Pull out each line in the entries below that contains the word "item". Case counts.

BEGIN Supplied entries

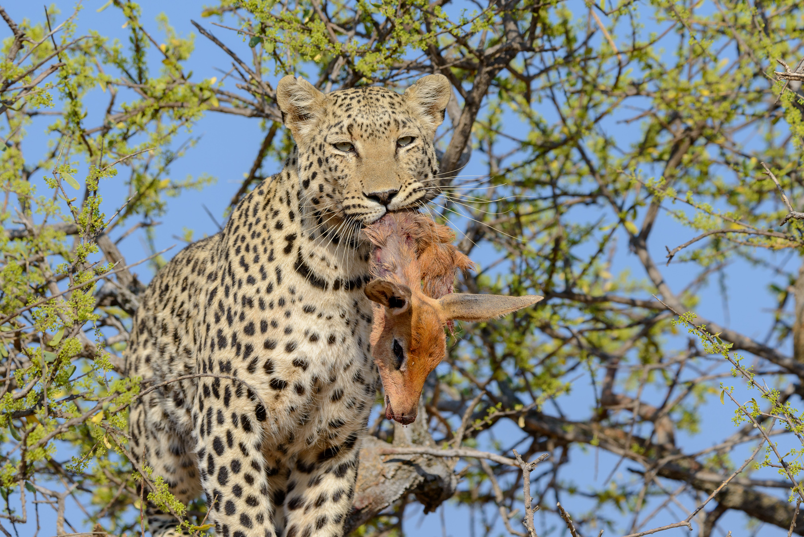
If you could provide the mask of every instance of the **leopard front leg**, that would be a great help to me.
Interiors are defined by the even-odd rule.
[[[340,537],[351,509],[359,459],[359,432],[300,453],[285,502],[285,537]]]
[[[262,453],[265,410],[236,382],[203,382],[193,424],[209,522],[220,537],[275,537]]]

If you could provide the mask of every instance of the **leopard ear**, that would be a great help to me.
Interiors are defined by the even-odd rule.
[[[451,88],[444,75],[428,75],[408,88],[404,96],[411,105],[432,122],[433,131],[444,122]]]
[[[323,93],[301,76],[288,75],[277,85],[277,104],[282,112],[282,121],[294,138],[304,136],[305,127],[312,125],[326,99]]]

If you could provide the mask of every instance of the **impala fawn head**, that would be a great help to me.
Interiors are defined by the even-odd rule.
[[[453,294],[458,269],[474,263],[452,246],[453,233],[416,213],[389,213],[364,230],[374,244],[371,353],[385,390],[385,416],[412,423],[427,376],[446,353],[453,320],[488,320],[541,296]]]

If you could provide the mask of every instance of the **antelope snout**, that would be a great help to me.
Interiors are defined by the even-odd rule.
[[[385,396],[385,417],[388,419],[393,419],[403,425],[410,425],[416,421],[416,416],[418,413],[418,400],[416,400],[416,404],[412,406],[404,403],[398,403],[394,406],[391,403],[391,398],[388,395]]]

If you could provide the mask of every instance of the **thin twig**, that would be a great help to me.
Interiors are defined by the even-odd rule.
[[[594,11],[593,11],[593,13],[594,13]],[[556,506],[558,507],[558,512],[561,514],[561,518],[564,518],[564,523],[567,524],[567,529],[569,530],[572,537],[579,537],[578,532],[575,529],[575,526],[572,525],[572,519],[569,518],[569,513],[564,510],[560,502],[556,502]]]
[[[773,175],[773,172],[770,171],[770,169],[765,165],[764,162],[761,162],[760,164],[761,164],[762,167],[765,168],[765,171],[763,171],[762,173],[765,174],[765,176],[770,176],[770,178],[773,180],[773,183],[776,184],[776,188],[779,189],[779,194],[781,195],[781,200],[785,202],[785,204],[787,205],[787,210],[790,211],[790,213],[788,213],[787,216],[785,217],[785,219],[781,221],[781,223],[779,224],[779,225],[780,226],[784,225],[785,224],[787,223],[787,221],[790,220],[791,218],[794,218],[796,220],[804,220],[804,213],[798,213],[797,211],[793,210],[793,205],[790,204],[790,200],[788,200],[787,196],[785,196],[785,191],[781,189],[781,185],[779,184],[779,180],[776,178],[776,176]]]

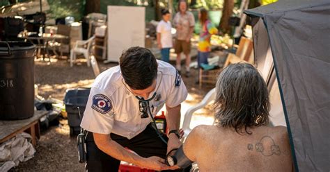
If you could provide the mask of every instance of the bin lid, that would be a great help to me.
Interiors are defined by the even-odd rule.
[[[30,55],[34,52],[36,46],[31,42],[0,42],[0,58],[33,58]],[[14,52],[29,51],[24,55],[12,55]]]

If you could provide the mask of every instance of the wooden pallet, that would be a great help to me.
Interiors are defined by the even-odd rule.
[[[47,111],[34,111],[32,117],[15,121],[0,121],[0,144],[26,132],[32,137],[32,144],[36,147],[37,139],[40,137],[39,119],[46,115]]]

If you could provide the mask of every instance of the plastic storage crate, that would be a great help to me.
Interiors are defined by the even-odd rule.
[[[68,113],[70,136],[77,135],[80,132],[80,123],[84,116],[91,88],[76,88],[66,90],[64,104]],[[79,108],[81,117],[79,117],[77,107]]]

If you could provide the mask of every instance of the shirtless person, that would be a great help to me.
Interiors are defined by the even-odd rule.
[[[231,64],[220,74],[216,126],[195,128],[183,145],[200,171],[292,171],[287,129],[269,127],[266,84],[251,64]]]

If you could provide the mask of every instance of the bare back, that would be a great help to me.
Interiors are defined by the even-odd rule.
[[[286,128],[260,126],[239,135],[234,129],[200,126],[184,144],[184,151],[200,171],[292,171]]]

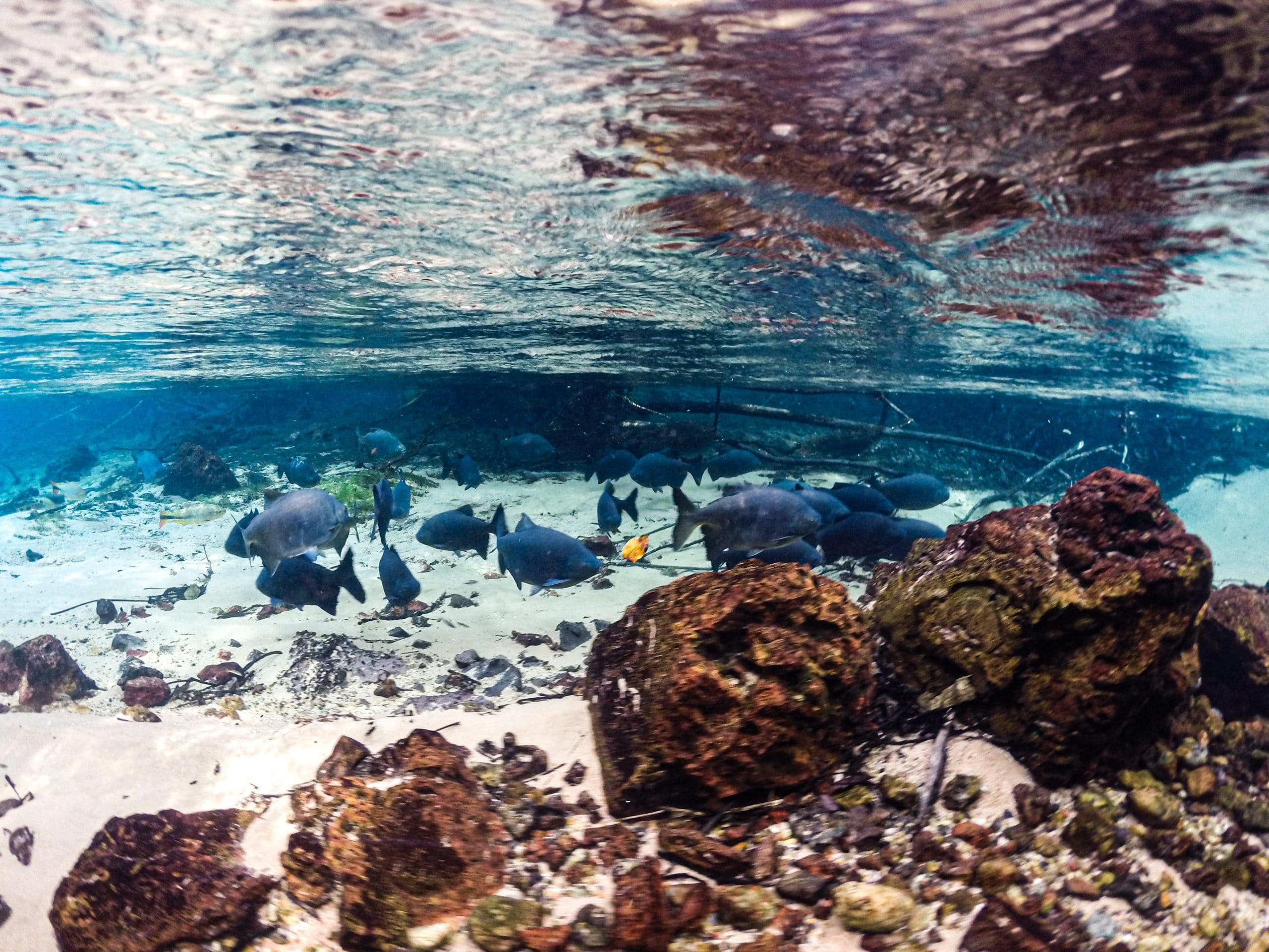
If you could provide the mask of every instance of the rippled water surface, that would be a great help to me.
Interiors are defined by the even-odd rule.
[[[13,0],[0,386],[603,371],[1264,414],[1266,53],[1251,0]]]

END Supplied entries
BEGIN Supplied entries

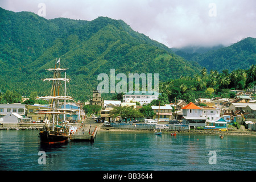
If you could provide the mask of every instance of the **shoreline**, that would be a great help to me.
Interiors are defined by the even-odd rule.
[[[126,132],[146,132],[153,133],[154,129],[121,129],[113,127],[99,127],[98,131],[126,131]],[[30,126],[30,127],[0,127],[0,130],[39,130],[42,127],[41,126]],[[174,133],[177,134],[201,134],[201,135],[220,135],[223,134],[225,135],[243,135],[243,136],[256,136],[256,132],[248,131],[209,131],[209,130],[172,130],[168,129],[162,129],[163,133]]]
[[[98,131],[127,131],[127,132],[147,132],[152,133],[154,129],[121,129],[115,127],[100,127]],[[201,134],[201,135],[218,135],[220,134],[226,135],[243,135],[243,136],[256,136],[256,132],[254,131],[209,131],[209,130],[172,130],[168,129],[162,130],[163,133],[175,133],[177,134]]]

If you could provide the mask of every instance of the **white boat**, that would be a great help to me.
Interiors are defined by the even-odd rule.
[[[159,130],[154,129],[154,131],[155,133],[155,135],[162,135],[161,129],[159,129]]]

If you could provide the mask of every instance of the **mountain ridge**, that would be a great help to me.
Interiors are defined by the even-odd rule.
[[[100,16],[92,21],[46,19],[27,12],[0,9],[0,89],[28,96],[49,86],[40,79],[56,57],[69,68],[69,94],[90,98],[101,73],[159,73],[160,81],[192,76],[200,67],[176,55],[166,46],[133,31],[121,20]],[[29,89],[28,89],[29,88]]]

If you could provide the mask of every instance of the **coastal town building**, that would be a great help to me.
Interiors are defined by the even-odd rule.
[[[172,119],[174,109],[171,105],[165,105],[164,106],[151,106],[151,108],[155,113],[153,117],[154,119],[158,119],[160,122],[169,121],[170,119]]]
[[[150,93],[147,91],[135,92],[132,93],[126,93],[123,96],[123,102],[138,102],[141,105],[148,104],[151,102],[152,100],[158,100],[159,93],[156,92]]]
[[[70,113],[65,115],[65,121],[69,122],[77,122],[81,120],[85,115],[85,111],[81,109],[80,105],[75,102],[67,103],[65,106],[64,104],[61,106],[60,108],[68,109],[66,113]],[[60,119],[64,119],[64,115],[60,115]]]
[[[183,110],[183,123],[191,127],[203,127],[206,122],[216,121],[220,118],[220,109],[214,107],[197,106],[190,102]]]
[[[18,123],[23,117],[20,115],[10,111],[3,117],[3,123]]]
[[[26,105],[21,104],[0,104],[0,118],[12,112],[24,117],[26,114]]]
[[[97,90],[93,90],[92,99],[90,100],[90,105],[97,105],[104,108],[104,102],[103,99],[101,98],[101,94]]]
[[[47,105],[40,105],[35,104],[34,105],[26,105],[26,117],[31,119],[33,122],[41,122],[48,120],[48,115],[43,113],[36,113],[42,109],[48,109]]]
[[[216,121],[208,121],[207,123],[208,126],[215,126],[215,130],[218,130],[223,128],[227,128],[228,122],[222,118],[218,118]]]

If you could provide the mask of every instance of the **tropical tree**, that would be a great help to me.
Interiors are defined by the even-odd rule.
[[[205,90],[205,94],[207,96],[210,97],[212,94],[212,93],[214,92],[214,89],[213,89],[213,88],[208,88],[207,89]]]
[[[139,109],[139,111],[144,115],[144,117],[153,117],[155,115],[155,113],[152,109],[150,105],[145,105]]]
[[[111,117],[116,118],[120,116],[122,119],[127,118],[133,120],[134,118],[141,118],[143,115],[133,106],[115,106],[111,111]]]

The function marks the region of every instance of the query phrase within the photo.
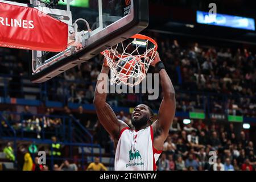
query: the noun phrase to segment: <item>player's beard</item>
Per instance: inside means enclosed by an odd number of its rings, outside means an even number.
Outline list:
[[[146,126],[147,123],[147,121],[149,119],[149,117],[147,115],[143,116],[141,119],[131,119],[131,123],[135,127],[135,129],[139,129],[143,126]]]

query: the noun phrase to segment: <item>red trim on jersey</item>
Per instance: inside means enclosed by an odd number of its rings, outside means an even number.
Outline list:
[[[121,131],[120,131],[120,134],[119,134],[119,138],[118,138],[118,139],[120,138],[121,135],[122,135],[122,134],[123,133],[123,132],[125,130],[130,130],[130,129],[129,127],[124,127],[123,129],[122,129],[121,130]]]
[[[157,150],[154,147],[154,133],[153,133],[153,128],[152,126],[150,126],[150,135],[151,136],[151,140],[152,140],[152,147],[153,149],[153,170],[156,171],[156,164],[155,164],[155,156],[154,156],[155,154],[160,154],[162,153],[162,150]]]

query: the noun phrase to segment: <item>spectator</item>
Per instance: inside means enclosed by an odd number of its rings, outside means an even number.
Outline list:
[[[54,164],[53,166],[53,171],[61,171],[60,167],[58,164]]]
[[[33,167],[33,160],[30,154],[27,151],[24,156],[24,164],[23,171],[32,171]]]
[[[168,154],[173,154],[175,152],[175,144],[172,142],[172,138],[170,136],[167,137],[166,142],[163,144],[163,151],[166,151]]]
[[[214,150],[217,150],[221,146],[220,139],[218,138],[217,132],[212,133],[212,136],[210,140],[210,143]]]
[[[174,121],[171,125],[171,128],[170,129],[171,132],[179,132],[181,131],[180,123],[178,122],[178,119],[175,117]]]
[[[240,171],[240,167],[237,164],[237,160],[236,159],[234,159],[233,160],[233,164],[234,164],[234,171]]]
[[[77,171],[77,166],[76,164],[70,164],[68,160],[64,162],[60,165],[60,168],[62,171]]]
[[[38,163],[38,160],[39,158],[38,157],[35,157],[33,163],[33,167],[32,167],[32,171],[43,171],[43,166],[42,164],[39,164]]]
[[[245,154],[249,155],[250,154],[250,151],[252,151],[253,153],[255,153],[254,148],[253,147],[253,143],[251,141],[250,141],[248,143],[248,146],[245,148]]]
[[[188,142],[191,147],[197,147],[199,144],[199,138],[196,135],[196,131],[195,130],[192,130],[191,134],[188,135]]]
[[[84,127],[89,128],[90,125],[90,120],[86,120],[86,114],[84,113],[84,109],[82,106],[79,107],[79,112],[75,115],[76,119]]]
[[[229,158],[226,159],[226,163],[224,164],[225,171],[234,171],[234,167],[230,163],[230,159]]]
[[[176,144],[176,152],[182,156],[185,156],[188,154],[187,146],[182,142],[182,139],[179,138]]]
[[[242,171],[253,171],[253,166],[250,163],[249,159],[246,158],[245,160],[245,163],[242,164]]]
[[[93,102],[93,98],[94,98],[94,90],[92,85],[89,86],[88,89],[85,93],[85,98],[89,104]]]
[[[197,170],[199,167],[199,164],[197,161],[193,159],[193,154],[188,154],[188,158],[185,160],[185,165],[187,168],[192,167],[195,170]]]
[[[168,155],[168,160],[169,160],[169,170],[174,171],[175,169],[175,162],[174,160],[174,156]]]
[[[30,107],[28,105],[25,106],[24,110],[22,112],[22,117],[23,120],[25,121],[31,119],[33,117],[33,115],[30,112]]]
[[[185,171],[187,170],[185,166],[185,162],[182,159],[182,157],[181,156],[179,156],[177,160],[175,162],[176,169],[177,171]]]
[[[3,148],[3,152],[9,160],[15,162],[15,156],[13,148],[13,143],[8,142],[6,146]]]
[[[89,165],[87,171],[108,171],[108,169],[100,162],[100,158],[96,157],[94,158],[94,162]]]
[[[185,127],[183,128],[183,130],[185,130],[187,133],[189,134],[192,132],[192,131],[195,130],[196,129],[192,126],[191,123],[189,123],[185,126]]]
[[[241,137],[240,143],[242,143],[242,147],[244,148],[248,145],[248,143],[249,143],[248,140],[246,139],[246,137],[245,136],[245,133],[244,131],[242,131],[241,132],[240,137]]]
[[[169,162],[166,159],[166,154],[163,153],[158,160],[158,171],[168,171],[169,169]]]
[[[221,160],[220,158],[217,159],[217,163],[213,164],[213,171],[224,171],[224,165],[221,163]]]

END Supplied entries

Exercise response —
query: the noun phrase to segment: <item>player's beard</item>
query: the noun phrase to segment: <item>red trim on jersey</item>
query: the noun phrase to segment: <item>spectator</item>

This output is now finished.